══ MATERIAL TO PROCESS ══

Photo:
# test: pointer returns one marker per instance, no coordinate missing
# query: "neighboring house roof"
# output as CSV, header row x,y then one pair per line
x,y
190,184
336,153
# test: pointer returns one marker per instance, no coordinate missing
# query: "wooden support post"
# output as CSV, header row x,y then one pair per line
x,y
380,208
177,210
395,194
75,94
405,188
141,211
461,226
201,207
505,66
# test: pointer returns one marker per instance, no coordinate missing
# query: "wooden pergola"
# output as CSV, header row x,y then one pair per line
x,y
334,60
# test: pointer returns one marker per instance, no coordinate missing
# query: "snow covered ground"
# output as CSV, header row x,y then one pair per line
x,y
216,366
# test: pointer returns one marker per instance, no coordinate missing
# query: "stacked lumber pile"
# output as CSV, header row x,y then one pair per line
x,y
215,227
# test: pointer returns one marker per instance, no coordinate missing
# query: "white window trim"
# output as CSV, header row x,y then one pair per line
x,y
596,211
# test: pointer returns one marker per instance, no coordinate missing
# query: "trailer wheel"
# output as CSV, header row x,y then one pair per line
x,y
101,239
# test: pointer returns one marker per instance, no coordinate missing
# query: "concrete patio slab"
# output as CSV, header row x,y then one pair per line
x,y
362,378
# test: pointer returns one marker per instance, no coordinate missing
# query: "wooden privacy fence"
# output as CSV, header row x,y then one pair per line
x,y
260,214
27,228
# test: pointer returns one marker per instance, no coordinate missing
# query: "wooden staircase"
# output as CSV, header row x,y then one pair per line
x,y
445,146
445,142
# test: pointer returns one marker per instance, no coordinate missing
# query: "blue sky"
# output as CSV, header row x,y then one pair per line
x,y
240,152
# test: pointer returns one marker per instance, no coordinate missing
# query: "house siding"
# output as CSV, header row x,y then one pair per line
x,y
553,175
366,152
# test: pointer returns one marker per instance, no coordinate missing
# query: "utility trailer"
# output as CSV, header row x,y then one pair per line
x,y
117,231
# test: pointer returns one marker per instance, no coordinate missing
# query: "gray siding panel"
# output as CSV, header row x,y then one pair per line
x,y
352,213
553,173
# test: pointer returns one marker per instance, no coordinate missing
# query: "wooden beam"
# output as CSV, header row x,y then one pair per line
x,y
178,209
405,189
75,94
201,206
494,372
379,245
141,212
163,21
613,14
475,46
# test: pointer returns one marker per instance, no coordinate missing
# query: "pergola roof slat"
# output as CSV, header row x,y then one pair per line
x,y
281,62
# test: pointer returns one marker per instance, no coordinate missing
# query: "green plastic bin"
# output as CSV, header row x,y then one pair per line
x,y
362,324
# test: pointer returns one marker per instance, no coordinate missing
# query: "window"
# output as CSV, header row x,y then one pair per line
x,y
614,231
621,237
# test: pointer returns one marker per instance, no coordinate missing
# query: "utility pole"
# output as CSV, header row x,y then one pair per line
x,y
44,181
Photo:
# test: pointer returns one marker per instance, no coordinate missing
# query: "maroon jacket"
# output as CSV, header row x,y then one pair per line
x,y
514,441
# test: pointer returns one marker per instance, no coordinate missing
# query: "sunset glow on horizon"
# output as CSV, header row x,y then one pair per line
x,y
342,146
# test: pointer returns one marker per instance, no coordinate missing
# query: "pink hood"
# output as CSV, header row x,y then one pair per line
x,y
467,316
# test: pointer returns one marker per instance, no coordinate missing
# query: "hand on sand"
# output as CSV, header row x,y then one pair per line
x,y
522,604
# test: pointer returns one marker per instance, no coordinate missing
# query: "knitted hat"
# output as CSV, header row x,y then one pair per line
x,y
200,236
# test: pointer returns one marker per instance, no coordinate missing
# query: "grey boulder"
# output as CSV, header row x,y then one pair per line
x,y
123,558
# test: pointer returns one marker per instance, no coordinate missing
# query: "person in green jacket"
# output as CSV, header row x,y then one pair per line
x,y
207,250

═══

PROBLEM STATEMENT:
Can you filter the material above and copy every line that contains the string "jacket"?

EXERCISE RESPONSE:
# query: "maroon jacket"
# query: "person in green jacket"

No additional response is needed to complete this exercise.